## GIVEN REQUEST
How many of the lines below contain the string "bowl", matching case exactly? Reply with the number alone.

⟨

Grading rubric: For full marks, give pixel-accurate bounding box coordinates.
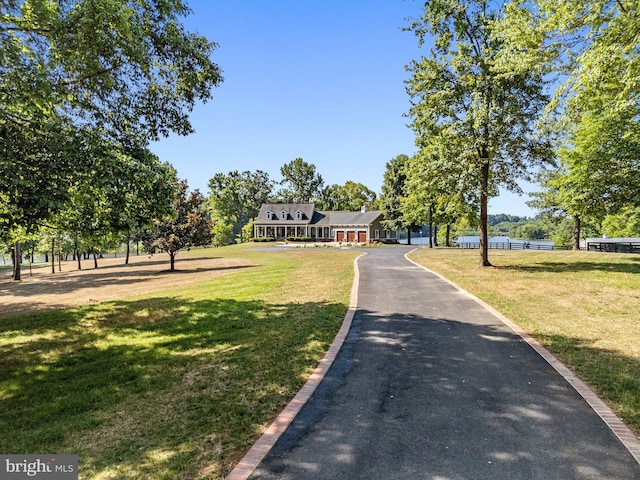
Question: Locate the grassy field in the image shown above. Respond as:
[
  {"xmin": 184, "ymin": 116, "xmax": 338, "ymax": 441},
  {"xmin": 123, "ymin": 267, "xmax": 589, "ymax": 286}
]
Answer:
[
  {"xmin": 411, "ymin": 248, "xmax": 640, "ymax": 434},
  {"xmin": 0, "ymin": 246, "xmax": 357, "ymax": 479}
]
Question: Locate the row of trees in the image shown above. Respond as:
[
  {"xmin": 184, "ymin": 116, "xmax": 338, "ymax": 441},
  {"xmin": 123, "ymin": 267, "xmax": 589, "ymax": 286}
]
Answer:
[
  {"xmin": 382, "ymin": 0, "xmax": 640, "ymax": 266},
  {"xmin": 0, "ymin": 0, "xmax": 222, "ymax": 279}
]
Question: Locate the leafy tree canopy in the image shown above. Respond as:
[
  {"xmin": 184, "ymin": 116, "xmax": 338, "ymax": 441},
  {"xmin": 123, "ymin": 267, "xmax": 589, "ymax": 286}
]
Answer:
[{"xmin": 277, "ymin": 158, "xmax": 324, "ymax": 203}]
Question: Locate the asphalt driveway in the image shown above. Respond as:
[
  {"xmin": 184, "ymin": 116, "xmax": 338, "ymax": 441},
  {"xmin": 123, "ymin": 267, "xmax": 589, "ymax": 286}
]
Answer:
[{"xmin": 250, "ymin": 247, "xmax": 640, "ymax": 480}]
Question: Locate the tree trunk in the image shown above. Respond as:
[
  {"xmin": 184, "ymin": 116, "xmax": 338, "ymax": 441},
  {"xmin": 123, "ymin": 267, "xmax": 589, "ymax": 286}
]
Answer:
[
  {"xmin": 429, "ymin": 217, "xmax": 433, "ymax": 248},
  {"xmin": 13, "ymin": 242, "xmax": 22, "ymax": 280},
  {"xmin": 479, "ymin": 157, "xmax": 491, "ymax": 267},
  {"xmin": 51, "ymin": 238, "xmax": 56, "ymax": 273},
  {"xmin": 573, "ymin": 215, "xmax": 581, "ymax": 250}
]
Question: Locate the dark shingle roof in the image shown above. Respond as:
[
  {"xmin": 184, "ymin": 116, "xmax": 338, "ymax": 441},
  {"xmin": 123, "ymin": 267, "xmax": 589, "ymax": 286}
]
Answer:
[
  {"xmin": 256, "ymin": 203, "xmax": 382, "ymax": 226},
  {"xmin": 256, "ymin": 203, "xmax": 315, "ymax": 224}
]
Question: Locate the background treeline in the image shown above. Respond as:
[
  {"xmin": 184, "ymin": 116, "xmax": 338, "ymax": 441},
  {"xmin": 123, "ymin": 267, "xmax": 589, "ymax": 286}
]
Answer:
[{"xmin": 0, "ymin": 0, "xmax": 640, "ymax": 279}]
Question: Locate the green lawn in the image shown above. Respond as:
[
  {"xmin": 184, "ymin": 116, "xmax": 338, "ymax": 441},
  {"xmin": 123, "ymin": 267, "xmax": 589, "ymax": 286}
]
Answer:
[
  {"xmin": 6, "ymin": 246, "xmax": 640, "ymax": 479},
  {"xmin": 411, "ymin": 248, "xmax": 640, "ymax": 434},
  {"xmin": 0, "ymin": 246, "xmax": 357, "ymax": 479}
]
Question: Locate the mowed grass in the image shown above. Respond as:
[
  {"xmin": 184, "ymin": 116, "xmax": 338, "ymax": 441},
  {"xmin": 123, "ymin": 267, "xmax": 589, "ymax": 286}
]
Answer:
[
  {"xmin": 411, "ymin": 248, "xmax": 640, "ymax": 434},
  {"xmin": 0, "ymin": 246, "xmax": 357, "ymax": 479}
]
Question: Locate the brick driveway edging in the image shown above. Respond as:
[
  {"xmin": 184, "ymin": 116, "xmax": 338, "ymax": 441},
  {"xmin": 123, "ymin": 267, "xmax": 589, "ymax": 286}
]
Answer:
[{"xmin": 225, "ymin": 253, "xmax": 366, "ymax": 480}]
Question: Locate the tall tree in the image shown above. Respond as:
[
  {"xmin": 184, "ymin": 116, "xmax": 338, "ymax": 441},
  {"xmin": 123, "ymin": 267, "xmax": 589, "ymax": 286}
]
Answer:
[
  {"xmin": 407, "ymin": 0, "xmax": 553, "ymax": 266},
  {"xmin": 209, "ymin": 170, "xmax": 273, "ymax": 242},
  {"xmin": 277, "ymin": 158, "xmax": 324, "ymax": 203},
  {"xmin": 143, "ymin": 180, "xmax": 213, "ymax": 272},
  {"xmin": 0, "ymin": 0, "xmax": 222, "ymax": 278},
  {"xmin": 530, "ymin": 109, "xmax": 640, "ymax": 250},
  {"xmin": 380, "ymin": 154, "xmax": 415, "ymax": 240}
]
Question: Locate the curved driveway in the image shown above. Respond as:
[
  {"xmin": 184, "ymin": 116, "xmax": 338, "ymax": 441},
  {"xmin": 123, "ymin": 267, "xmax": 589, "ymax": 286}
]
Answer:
[{"xmin": 250, "ymin": 247, "xmax": 640, "ymax": 480}]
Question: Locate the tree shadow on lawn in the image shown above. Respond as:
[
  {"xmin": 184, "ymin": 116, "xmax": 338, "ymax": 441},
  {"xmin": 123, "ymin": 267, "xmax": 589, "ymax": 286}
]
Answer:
[
  {"xmin": 0, "ymin": 297, "xmax": 346, "ymax": 478},
  {"xmin": 495, "ymin": 254, "xmax": 640, "ymax": 274},
  {"xmin": 250, "ymin": 307, "xmax": 640, "ymax": 480},
  {"xmin": 0, "ymin": 258, "xmax": 255, "ymax": 318}
]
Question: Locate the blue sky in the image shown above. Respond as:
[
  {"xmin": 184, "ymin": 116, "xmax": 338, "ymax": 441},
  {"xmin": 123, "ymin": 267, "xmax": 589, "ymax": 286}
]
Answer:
[{"xmin": 151, "ymin": 0, "xmax": 535, "ymax": 215}]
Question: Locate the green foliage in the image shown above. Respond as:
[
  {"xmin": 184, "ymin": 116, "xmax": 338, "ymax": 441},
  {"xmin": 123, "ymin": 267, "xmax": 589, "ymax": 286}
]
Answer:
[
  {"xmin": 380, "ymin": 154, "xmax": 411, "ymax": 230},
  {"xmin": 602, "ymin": 207, "xmax": 640, "ymax": 238},
  {"xmin": 0, "ymin": 0, "xmax": 222, "ymax": 268},
  {"xmin": 212, "ymin": 219, "xmax": 235, "ymax": 247},
  {"xmin": 276, "ymin": 158, "xmax": 324, "ymax": 203},
  {"xmin": 209, "ymin": 170, "xmax": 273, "ymax": 240},
  {"xmin": 406, "ymin": 0, "xmax": 553, "ymax": 265},
  {"xmin": 143, "ymin": 180, "xmax": 212, "ymax": 271}
]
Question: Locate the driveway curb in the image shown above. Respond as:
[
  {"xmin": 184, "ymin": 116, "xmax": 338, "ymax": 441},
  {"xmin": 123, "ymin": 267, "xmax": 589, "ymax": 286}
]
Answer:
[
  {"xmin": 225, "ymin": 253, "xmax": 366, "ymax": 480},
  {"xmin": 405, "ymin": 249, "xmax": 640, "ymax": 464}
]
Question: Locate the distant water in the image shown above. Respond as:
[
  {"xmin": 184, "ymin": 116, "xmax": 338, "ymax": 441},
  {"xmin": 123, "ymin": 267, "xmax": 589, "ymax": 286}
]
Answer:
[{"xmin": 399, "ymin": 236, "xmax": 554, "ymax": 250}]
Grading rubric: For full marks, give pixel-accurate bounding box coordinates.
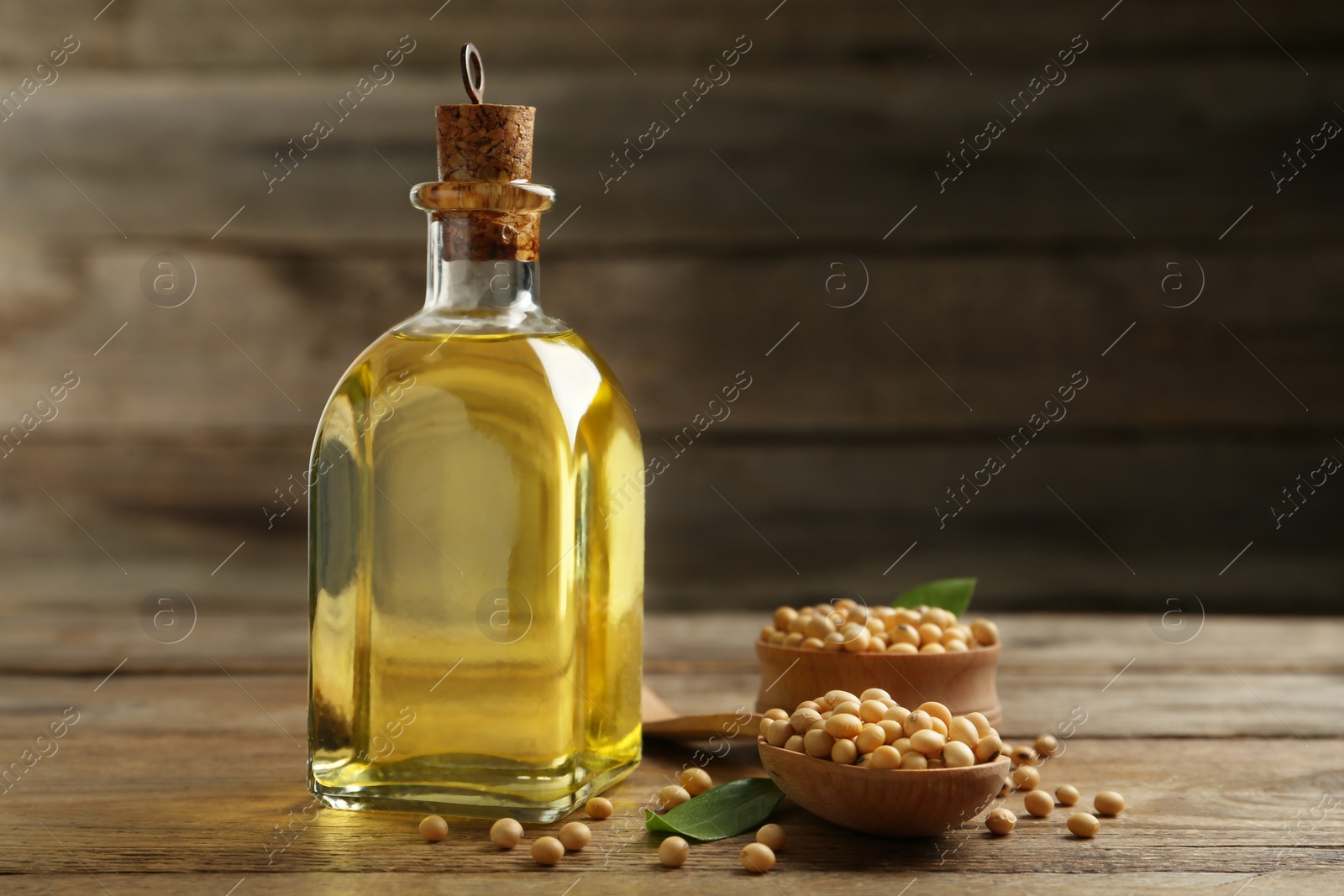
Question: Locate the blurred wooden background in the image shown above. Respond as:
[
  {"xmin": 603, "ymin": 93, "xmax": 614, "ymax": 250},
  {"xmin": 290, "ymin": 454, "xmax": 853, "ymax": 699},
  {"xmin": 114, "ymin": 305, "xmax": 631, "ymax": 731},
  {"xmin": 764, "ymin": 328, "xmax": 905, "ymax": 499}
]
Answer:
[{"xmin": 0, "ymin": 0, "xmax": 1344, "ymax": 625}]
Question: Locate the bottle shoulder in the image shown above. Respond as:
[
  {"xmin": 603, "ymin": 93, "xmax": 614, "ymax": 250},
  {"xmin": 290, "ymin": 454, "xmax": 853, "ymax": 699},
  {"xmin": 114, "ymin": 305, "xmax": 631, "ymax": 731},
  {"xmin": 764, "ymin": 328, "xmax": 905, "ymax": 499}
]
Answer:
[{"xmin": 312, "ymin": 327, "xmax": 638, "ymax": 443}]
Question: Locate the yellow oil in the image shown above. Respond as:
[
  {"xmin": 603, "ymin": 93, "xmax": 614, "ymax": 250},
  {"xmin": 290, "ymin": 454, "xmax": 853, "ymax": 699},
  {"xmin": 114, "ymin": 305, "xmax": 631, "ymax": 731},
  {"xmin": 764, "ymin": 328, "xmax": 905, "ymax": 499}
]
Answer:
[{"xmin": 309, "ymin": 331, "xmax": 643, "ymax": 820}]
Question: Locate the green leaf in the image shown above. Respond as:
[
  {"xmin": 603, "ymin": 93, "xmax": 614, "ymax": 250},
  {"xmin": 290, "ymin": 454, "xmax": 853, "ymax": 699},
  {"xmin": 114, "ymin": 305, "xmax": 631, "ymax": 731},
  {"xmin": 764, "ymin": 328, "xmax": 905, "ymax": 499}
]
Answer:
[
  {"xmin": 643, "ymin": 778, "xmax": 784, "ymax": 840},
  {"xmin": 891, "ymin": 579, "xmax": 979, "ymax": 616}
]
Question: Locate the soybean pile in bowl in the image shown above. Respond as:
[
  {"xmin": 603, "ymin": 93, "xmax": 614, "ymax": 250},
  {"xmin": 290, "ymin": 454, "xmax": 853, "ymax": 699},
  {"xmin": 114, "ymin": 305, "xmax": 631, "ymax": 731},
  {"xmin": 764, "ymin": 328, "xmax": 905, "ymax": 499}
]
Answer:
[{"xmin": 755, "ymin": 598, "xmax": 1003, "ymax": 726}]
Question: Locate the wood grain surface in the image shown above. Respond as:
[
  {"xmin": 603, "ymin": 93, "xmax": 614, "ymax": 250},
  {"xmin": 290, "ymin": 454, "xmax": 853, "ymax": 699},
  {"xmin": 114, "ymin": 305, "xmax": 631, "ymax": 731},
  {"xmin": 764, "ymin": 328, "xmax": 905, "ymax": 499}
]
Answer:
[
  {"xmin": 0, "ymin": 0, "xmax": 1344, "ymax": 612},
  {"xmin": 0, "ymin": 612, "xmax": 1344, "ymax": 896}
]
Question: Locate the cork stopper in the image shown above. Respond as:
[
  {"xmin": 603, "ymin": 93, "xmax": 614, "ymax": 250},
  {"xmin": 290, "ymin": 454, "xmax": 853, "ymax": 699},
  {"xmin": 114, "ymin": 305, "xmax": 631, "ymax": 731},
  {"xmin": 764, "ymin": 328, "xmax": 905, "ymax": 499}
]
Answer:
[
  {"xmin": 434, "ymin": 102, "xmax": 536, "ymax": 181},
  {"xmin": 412, "ymin": 43, "xmax": 554, "ymax": 260}
]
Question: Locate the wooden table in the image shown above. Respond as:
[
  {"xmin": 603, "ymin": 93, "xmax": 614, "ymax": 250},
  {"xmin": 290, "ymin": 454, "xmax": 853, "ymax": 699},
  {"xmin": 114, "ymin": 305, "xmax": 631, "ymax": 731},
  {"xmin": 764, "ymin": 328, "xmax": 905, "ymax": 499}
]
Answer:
[{"xmin": 0, "ymin": 612, "xmax": 1344, "ymax": 896}]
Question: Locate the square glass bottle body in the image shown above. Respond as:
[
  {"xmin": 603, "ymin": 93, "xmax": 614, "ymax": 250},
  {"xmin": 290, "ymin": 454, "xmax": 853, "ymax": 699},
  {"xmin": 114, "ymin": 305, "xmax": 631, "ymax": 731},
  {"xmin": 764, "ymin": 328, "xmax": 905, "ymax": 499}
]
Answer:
[{"xmin": 309, "ymin": 236, "xmax": 643, "ymax": 820}]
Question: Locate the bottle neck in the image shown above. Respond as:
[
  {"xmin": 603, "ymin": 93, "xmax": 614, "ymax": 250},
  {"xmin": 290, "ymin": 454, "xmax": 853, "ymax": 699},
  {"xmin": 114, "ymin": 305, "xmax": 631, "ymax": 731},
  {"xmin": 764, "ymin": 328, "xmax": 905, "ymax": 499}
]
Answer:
[{"xmin": 425, "ymin": 215, "xmax": 540, "ymax": 318}]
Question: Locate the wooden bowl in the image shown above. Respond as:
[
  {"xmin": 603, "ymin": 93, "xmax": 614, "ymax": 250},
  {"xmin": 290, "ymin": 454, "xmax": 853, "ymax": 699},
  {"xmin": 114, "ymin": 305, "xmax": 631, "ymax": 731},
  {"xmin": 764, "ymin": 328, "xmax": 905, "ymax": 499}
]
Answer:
[
  {"xmin": 757, "ymin": 641, "xmax": 1003, "ymax": 728},
  {"xmin": 757, "ymin": 739, "xmax": 1011, "ymax": 837}
]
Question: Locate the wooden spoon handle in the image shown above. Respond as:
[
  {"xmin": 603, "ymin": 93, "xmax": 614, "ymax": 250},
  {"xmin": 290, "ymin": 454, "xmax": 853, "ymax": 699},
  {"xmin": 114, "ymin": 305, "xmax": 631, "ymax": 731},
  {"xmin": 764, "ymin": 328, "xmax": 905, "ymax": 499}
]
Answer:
[{"xmin": 643, "ymin": 688, "xmax": 761, "ymax": 740}]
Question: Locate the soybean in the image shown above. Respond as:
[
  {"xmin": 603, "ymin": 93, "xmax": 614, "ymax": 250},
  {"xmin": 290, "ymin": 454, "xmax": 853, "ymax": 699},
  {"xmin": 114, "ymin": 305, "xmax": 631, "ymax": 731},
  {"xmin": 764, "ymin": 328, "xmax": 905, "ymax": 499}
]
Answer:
[
  {"xmin": 659, "ymin": 837, "xmax": 690, "ymax": 867},
  {"xmin": 677, "ymin": 767, "xmax": 714, "ymax": 797},
  {"xmin": 533, "ymin": 837, "xmax": 564, "ymax": 865},
  {"xmin": 1068, "ymin": 811, "xmax": 1100, "ymax": 837},
  {"xmin": 560, "ymin": 820, "xmax": 593, "ymax": 853},
  {"xmin": 985, "ymin": 807, "xmax": 1017, "ymax": 837},
  {"xmin": 741, "ymin": 844, "xmax": 774, "ymax": 874},
  {"xmin": 659, "ymin": 784, "xmax": 690, "ymax": 809},
  {"xmin": 757, "ymin": 825, "xmax": 786, "ymax": 853},
  {"xmin": 583, "ymin": 797, "xmax": 616, "ymax": 820},
  {"xmin": 421, "ymin": 815, "xmax": 448, "ymax": 844},
  {"xmin": 1093, "ymin": 790, "xmax": 1125, "ymax": 815},
  {"xmin": 1023, "ymin": 790, "xmax": 1055, "ymax": 818},
  {"xmin": 1012, "ymin": 766, "xmax": 1040, "ymax": 790}
]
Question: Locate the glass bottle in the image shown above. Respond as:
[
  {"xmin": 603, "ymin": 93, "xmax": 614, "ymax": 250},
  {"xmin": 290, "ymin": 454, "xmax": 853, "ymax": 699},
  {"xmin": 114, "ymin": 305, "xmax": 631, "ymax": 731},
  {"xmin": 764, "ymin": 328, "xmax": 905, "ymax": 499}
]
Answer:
[{"xmin": 309, "ymin": 83, "xmax": 643, "ymax": 822}]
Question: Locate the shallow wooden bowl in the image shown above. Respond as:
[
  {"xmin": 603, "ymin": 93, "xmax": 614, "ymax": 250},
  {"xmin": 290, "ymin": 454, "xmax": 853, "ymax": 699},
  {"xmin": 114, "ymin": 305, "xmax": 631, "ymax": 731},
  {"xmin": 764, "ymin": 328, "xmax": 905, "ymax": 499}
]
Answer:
[
  {"xmin": 757, "ymin": 641, "xmax": 1003, "ymax": 728},
  {"xmin": 757, "ymin": 739, "xmax": 1011, "ymax": 837}
]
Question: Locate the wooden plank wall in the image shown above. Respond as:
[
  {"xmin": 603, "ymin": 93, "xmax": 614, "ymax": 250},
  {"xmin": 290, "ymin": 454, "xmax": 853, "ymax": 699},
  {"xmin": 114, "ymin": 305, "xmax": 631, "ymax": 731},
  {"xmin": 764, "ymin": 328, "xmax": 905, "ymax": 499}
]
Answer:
[{"xmin": 0, "ymin": 0, "xmax": 1344, "ymax": 611}]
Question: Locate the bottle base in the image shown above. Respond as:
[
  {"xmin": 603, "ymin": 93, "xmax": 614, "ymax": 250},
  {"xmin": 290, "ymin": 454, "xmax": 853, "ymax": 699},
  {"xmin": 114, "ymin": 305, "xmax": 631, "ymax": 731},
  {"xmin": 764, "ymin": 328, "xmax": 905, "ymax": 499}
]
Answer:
[{"xmin": 307, "ymin": 759, "xmax": 640, "ymax": 824}]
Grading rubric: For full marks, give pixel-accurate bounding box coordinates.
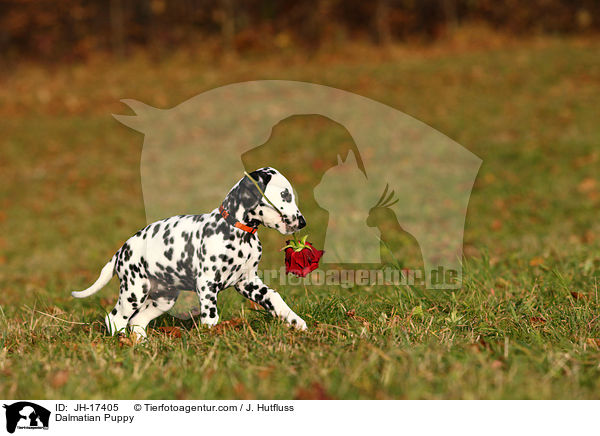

⟩

## TASK RESPONSE
3